▸ **SUPPLIED TEXT**:
────
Say a dirty bomb goes off in your city – say contamination is spread over a few billion dollars’ worth of property. Government buildings are contaminated. Parks are contaminated. So are trendy restaurants and gentrifying apartment buildings, subway tracks and cars and busses. Tens of thousands of people are contaminated as well as are many of their pets. At some point – when the smoke clears and the dust settles thoughts are going to turn away from the emergency and towards what needs to be done to get people back home, back to work, and getting the city back in operation. Invariably thoughts will turn towards cleanup standards – to how clean is clean enough. This is the question that the Japanese have been facing for the last year, the question that the neighbors of Chernobyl have been facing for a quarter century, and the question we might someday face if there’s an attack or an accident here. In fact, this could be a trillion-dollar question, depending on the amount and extent of the contamination and the cleanup standards that are decided upon.
As a scientist the question is not simple, but it’s also fairly straight-forward. To start with, calculating radiation dose from a given level of contamination is fairly straight-forward and calculating dose is the first step towards figuring out the risk. Although there is some uncertainty about the risks of exposure to low levels of radiation, we can at least put an upper bound on the risks. So from a scientific standpoint the question is fairly straightforward – how much risk are we willing to accept and what level of contamination corresponds to that risk?
────
▸ **RECORD LIST**:
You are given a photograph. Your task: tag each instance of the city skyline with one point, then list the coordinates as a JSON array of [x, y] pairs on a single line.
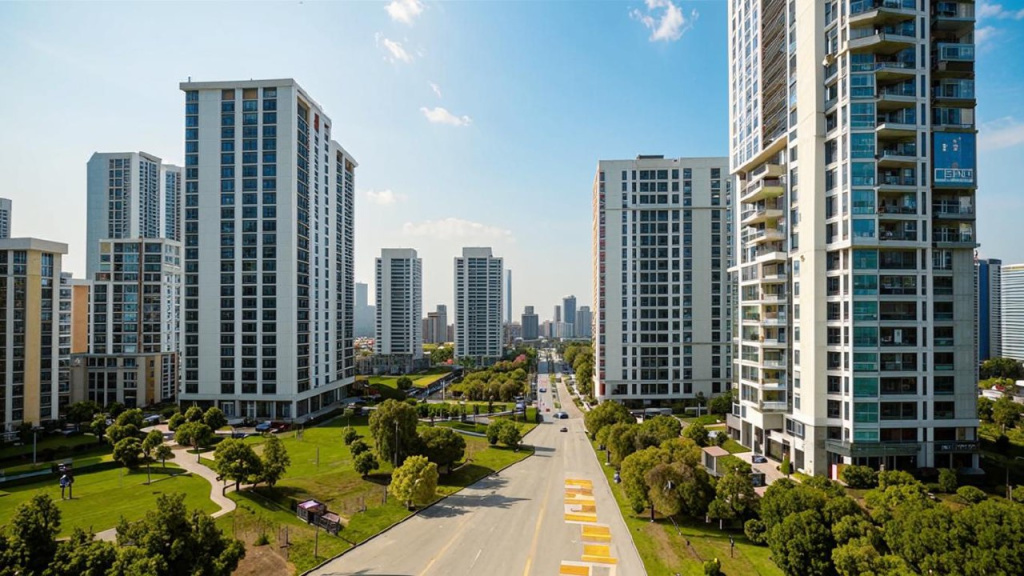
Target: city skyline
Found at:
[[419, 83]]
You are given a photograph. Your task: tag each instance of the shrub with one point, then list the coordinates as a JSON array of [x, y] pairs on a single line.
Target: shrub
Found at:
[[947, 481], [756, 532], [350, 436], [859, 477], [971, 494]]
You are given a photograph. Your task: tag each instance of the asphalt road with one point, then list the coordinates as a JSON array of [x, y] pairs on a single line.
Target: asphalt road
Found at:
[[504, 525]]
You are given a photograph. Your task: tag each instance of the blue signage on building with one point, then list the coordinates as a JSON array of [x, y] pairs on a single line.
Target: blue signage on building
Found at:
[[953, 160]]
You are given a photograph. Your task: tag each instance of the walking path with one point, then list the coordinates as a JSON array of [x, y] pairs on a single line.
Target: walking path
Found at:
[[183, 459]]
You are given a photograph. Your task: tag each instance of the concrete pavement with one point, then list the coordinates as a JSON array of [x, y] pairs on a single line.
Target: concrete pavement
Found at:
[[510, 524]]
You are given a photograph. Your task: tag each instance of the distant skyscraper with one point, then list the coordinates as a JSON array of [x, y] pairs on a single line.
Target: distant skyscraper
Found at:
[[1012, 297], [5, 210], [399, 303], [365, 314], [530, 327], [30, 314], [478, 305], [989, 309], [568, 309], [129, 195], [667, 275], [268, 251], [583, 325]]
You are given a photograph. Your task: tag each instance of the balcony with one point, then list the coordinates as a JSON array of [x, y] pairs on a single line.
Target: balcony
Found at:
[[953, 210], [760, 214], [881, 11], [951, 238], [952, 16], [761, 190]]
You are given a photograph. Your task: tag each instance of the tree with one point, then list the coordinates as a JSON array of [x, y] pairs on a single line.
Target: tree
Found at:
[[82, 411], [194, 414], [185, 542], [127, 452], [215, 418], [697, 433], [33, 533], [1006, 413], [175, 420], [605, 414], [947, 481], [393, 427], [153, 440], [734, 495], [237, 460], [274, 460], [163, 452], [415, 482], [366, 462], [442, 446], [1001, 368], [802, 545], [194, 434]]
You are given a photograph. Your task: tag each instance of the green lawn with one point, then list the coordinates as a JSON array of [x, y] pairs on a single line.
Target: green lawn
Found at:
[[665, 550], [102, 498], [322, 468]]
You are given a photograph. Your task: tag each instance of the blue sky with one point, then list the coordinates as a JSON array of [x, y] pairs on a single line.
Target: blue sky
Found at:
[[474, 123]]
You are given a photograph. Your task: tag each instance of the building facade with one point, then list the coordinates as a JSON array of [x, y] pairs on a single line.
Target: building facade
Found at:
[[268, 252], [530, 324], [399, 306], [662, 253], [989, 307], [130, 195], [852, 135], [478, 305], [31, 323], [5, 214], [1012, 298]]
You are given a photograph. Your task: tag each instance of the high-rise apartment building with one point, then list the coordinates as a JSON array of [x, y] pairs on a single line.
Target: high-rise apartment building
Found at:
[[268, 251], [32, 320], [530, 324], [399, 304], [568, 310], [989, 307], [130, 195], [1012, 298], [662, 256], [583, 327], [5, 213], [852, 134], [478, 305], [134, 325]]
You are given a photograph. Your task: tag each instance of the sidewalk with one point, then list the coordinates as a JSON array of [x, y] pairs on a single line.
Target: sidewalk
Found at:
[[186, 461]]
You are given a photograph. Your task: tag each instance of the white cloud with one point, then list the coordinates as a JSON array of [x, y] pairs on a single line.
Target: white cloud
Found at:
[[667, 27], [404, 10], [987, 10], [1006, 132], [457, 229], [440, 115], [393, 50], [384, 197]]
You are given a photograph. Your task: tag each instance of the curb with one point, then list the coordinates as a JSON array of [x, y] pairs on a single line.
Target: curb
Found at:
[[410, 517]]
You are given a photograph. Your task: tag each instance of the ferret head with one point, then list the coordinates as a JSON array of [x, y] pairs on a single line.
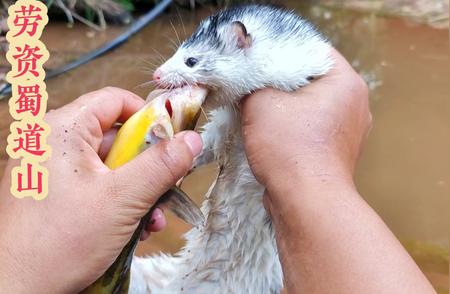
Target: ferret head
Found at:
[[215, 56]]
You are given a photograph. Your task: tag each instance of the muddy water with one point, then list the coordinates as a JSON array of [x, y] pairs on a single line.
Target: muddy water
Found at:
[[404, 173]]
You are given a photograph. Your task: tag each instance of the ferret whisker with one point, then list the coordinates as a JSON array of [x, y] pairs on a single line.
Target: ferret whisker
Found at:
[[204, 112], [181, 20], [162, 58], [144, 84]]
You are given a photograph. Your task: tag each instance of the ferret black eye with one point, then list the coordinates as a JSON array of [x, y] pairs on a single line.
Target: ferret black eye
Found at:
[[191, 61]]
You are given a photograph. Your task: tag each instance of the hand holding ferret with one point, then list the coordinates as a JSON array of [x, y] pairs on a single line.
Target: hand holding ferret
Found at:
[[317, 131]]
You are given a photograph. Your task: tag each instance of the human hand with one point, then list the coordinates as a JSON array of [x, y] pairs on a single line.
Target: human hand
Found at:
[[66, 241], [317, 131]]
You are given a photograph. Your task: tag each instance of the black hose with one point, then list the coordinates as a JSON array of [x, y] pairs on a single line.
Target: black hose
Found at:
[[122, 38]]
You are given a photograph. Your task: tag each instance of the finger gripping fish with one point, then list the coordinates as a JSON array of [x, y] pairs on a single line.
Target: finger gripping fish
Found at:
[[166, 113]]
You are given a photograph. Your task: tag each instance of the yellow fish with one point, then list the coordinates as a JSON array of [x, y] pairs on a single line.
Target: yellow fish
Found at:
[[166, 113]]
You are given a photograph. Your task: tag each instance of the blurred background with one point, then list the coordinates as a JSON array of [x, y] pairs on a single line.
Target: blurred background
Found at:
[[400, 47]]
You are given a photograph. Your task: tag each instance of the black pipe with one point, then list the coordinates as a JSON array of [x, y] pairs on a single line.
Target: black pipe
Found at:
[[122, 38]]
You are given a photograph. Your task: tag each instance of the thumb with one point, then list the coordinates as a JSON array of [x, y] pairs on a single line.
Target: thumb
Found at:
[[140, 182]]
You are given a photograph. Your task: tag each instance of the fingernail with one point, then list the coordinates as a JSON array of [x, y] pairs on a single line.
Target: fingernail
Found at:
[[194, 142]]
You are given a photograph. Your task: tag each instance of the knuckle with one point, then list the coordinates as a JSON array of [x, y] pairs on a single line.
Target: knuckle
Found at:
[[360, 86]]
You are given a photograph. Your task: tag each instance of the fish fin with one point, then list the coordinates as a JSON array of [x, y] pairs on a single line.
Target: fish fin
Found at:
[[182, 206]]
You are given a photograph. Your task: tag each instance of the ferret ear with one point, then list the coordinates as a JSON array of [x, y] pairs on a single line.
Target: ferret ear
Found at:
[[243, 39]]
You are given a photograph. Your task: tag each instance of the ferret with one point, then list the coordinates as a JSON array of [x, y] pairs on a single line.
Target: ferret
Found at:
[[233, 53]]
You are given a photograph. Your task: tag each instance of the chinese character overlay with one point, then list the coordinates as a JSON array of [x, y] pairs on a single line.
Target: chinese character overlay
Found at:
[[27, 20], [27, 105]]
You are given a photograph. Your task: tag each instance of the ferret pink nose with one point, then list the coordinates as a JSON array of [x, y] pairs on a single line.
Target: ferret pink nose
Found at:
[[157, 75]]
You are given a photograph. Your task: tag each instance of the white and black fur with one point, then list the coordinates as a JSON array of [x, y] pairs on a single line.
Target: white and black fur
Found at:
[[237, 51]]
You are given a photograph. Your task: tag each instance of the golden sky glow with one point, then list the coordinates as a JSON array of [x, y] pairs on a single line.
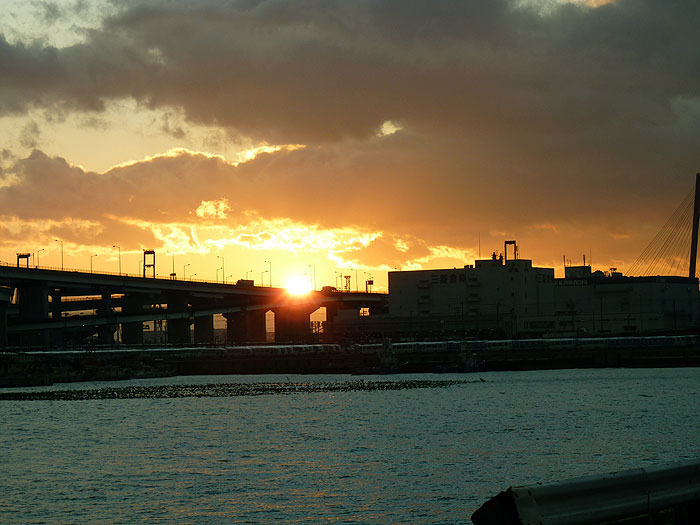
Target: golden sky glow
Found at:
[[345, 138]]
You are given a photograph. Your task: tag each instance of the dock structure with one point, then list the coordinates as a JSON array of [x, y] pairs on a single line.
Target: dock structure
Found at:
[[42, 307]]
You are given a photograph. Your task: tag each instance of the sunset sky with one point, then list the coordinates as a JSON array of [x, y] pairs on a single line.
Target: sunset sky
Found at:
[[349, 137]]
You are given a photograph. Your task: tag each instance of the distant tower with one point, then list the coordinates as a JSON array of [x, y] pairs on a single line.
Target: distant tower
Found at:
[[149, 264], [694, 236]]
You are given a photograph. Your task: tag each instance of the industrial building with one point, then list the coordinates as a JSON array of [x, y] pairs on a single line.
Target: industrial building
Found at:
[[503, 297]]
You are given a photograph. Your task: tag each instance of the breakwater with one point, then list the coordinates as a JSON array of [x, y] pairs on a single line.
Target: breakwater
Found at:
[[225, 390], [34, 368]]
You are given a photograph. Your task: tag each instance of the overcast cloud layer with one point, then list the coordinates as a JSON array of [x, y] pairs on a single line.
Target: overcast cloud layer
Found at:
[[570, 127]]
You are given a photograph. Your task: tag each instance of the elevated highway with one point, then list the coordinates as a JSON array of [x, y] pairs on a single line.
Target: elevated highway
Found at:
[[43, 307]]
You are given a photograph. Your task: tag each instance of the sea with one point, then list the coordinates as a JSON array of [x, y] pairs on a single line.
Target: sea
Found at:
[[427, 448]]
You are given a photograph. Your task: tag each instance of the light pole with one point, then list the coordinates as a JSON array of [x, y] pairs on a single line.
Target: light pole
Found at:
[[223, 272], [369, 282], [57, 240], [119, 257], [314, 274]]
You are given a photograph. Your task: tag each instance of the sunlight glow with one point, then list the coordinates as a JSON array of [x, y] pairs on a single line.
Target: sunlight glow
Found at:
[[298, 285]]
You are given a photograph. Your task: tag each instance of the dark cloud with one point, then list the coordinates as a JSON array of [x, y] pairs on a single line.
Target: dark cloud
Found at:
[[513, 118]]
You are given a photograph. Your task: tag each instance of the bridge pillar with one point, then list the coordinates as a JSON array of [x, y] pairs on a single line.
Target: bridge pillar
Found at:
[[5, 295], [105, 332], [292, 324], [132, 332], [204, 329], [34, 306], [178, 329], [57, 337], [246, 327]]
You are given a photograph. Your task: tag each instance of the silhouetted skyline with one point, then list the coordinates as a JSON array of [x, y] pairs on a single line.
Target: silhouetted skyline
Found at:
[[345, 138]]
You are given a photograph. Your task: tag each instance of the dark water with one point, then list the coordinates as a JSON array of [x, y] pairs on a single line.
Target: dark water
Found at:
[[422, 455]]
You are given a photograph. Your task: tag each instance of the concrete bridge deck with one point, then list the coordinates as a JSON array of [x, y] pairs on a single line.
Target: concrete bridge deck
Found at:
[[46, 306]]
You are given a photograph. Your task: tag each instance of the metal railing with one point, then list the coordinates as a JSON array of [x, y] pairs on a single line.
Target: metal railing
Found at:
[[629, 494]]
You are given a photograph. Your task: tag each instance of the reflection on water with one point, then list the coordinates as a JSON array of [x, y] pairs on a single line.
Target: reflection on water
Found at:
[[425, 455]]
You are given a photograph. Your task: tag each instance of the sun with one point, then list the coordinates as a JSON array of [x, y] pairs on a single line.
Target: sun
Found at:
[[298, 285]]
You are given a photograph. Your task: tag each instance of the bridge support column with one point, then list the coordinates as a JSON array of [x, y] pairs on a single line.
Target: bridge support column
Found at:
[[246, 327], [204, 329], [5, 295], [132, 332], [105, 332], [292, 324], [178, 329], [56, 337], [34, 306]]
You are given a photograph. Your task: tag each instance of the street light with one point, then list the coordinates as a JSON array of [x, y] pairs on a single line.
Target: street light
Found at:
[[57, 240], [369, 282], [314, 272], [268, 262], [223, 272], [120, 257]]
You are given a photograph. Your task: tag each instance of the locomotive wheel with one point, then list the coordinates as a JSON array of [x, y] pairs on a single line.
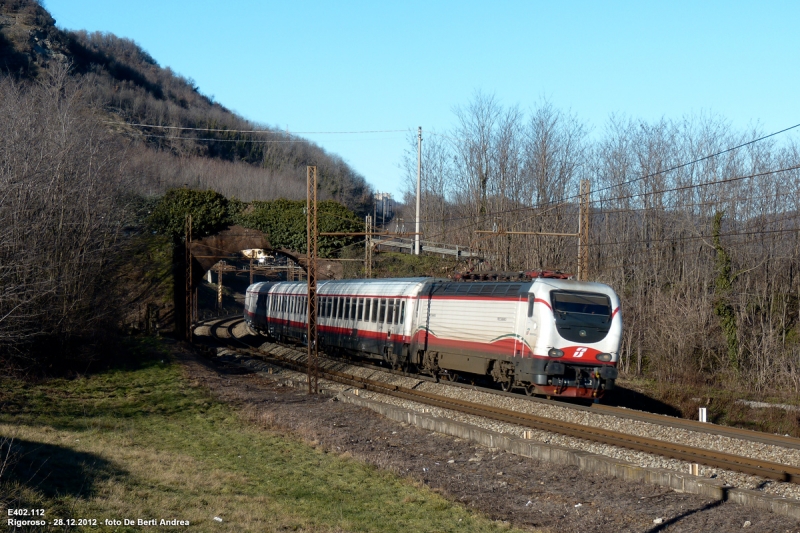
────
In one to three sentences, explain why the passage on radioactive cleanup standards calls the cleanup question fairly straightforward from a scientist's standpoint. The rows come from a separate source.

▸ **TASK RESPONSE**: Calculating radiation dose from a given level of contamination is fairly straightforward, and that dose is the first step toward figuring out the risk. Although the risks of low-level radiation are somewhat uncertain, an upper bound can still be put on them. The question then becomes how much risk we are willing to accept and what level of contamination corresponds to that risk.